● **Text provided**:
Bank Statement Engine
Overview
The Bank Statement Engine is a core service within LoanPilot designed to automate the extraction, classification, and risk assessment of financial data from bank statements. It leverages AI providers to transform unstructured documents (PDFs or images) into structured data for credit underwriting.
The engine doesn't just extract text; it performs complex calculations for daily balances, identifies recurring transactions (EMIs), detects potential fraud, and generates a comprehensive financial health score.
Analysis Endpoint
To trigger a bank statement analysis, send a POST request to the analysis route.
Endpoint: POST /api/analyze/bank-statement
Request Body
The request must be sent as application/json and requires the following fields:
| Field | Type | Required | Description |
| :--- | :--- | :--- | :--- |
| documentId | string | Yes | The UUID of the uploaded document in the loan_documents table. |
| applicationId | string | Yes | The UUID of the associated loan application. |
| organizationId | string | Yes | The UUID of the organization (bank/lender). |
| aiProvider | string | No | Optional. Specific AI provider to use (e.g., openai, anthropic). Defaults to the system configured provider. |
Example Usage
const response = await fetch('/api/analyze/bank-statement', {
method: 'POST',
headers: {
'Content-Type': 'application/json',
},
body: JSON.stringify({
documentId: 'doc_123abc',
applicationId: 'app_456def',
organizationId: 'org_789ghi',
}),
});
const result = await response.json();
Data Extraction & Metrics
The engine extracts and persists a wide array of financial data points into the bank_statement_analysis schema.

● **Data provided**:
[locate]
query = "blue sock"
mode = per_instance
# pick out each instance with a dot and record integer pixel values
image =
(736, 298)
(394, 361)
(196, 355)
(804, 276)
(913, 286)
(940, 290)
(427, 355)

● **Parts of the exercise**:
#1 Based on the Bank Statement Engine text, say whether each statement is accurate: (a) the aiProvider field is required; (b) the request must be sent as application/json; (c) the engine identifies recurring transactions. Answer yes or no for each and quote the words that decide it.
#2 Resume the Bank Statement Engine text after its last sentence and continue it.
The records are separate material, apart from the Bank Statement Engine text.

● **Responses per task**:
#1
(a) No: "Optional. Specific AI provider to use"
(b) Yes: "The request must be sent as application/json"
(c) Yes: "identifies recurring transactions (EMIs)"

#2
1. Summary Metrics
Basic financial health indicators calculated across the statement period:
- Average/Minimum/Maximum Balance: Snapshot of liquidity.
- Negative Balance Days: Counts how many days the account was overdrawn.
- Net Income: Total credits minus total debits.
- Transaction Volume: Total value of all credit and debit entries.
2. Transaction Classification
Every transaction is parsed and categorized. The engine returns:
- Transactions Array: A list containing date, description, amount, type (credit/debit), and category.
- Category Summary: A key-value map showing total spend per category (e.g.,
Utilities: 500.00,Rent: 2000.00). - Daily Balances: A mapped array of dates and the closing balance for each day in the period.
3. Enhanced Analysis (Risk & Underwriting)
For advanced credit decisioning, the engine provides "Enhanced Analysis" fields:
| Metric | Description | | :--- | :--- | | Fraud Risk Score | A calculated score (0-100) based on detected anomalies. | | EMI Detection | Identifies recurring loan repayment patterns and calculates a total monthly EMI obligation. | | Customer Concentration | Analyzes if the majority of inflows come from a single source (risk of dependency). | | Cashflow Volatility | Measures the consistency of inflows and outflows over the period. | | Health Score | An aggregate score indicating the overall financial strength of the applicant. |
Response Schema
A successful analysis returns a JSON object containing the internal analysis ID and the extracted metrics.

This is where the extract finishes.